* _Dataset extract_:
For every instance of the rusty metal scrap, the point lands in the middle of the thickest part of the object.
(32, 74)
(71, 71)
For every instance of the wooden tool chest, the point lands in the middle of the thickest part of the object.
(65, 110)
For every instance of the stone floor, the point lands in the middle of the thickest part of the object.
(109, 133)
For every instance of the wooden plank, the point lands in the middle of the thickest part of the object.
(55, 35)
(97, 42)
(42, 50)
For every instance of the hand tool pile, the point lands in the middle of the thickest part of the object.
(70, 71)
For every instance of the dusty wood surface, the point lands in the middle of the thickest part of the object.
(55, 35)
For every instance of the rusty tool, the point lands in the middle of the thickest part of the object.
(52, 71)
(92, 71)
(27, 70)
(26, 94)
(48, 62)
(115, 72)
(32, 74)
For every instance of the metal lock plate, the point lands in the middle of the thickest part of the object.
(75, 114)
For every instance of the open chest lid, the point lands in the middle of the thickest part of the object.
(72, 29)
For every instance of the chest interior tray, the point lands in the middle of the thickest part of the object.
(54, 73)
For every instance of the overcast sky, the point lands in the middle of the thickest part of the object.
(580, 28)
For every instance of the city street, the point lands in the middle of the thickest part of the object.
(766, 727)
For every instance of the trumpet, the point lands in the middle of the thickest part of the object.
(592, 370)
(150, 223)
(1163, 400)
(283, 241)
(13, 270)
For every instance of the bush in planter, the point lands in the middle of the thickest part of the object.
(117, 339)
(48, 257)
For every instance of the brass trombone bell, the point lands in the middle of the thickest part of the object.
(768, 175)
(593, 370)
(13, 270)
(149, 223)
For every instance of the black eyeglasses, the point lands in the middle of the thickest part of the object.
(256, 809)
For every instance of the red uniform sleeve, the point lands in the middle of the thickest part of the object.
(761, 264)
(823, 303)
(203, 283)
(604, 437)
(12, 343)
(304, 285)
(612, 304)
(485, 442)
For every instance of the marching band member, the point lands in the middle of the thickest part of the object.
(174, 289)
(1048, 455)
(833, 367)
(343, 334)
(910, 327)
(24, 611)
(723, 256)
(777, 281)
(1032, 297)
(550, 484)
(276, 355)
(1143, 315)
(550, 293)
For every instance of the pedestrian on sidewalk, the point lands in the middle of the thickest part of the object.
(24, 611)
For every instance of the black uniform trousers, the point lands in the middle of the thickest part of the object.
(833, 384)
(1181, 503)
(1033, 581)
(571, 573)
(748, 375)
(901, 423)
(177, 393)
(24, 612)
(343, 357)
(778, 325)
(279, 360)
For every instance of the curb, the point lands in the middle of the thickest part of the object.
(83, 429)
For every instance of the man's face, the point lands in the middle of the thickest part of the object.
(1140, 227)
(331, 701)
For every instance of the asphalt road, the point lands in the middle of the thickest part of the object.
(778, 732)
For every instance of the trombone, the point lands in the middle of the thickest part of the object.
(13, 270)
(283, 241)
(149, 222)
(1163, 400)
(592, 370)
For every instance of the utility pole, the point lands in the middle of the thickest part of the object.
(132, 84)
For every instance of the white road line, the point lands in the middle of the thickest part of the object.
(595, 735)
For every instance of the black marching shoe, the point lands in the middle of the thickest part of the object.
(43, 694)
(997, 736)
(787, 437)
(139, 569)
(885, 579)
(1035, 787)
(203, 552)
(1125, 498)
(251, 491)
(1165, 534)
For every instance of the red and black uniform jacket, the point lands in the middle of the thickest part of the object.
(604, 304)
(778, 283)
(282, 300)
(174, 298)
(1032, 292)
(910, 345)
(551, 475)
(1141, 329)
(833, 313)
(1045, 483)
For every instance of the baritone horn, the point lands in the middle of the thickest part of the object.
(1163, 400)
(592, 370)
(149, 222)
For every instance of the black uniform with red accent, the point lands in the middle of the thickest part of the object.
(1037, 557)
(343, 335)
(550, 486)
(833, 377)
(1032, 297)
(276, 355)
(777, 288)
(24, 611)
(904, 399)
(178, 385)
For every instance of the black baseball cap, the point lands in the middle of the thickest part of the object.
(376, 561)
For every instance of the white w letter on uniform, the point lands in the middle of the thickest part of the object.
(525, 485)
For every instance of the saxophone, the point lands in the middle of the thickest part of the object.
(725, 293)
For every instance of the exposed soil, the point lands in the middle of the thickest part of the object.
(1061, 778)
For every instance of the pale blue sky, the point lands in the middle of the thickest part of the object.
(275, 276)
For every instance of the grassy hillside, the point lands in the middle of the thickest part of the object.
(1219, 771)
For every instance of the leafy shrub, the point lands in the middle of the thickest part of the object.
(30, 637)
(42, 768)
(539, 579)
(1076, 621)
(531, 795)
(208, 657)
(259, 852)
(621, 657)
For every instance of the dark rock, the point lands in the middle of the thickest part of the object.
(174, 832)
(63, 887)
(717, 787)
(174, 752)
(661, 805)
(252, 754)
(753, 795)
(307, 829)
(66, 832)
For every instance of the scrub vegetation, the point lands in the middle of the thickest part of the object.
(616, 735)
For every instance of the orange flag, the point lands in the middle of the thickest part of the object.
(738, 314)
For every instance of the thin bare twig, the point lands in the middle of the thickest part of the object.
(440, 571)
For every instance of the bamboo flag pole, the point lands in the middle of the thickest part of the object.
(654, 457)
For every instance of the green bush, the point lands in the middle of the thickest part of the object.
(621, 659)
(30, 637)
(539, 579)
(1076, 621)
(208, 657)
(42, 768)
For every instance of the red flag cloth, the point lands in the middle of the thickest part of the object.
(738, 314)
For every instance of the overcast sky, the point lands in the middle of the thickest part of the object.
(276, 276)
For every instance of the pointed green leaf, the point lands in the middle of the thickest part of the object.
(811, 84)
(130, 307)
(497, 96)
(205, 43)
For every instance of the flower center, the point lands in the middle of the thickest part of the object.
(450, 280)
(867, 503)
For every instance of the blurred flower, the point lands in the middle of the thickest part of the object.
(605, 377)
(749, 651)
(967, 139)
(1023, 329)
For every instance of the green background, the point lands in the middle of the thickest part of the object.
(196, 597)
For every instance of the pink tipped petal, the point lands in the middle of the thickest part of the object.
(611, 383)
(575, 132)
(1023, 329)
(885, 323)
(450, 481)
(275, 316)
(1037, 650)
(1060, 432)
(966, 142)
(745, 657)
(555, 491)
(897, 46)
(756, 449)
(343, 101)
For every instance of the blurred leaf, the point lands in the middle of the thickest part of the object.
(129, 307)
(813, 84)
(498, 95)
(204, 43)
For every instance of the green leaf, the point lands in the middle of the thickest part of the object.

* _Aim of the task_: Repeat, word for word, every line from the line that contains "For every instance of the red flag" to the end of the entries; include both of those lines and no others.

* _Task response_:
For every instance of the red flag cloth, the point lands in the middle of the thickest part of the object.
(738, 314)
For every instance of the overcast sky, the point lands in the middle of the thickest part of the object.
(276, 276)
For every instance of the pointed green leaf, the point lands in the middle of the thickest part of the object.
(811, 84)
(130, 307)
(497, 96)
(205, 43)
For every instance of the flower center, the point lands in the middle of the thickest part of the object.
(450, 280)
(867, 503)
For every instance of the blurred flower, the point lands in the middle of the thickest part of the object.
(605, 377)
(749, 651)
(967, 139)
(1023, 329)
For every instance of the green background, the point lands in the middle of the thickest part of the object.
(196, 597)
For every instance of the pink tipped petal, the point lands in the middle of the thickest part of the object.
(611, 383)
(575, 132)
(1023, 329)
(885, 323)
(450, 481)
(275, 316)
(1037, 650)
(1060, 432)
(966, 142)
(745, 657)
(555, 491)
(897, 46)
(756, 449)
(343, 101)
For every instance of the blurred leaf, the point lands in the middle of the thickest part of the object.
(129, 307)
(813, 84)
(498, 95)
(204, 43)
For every instance of the green leaf, the point lands in the middle of the thickest part of the object.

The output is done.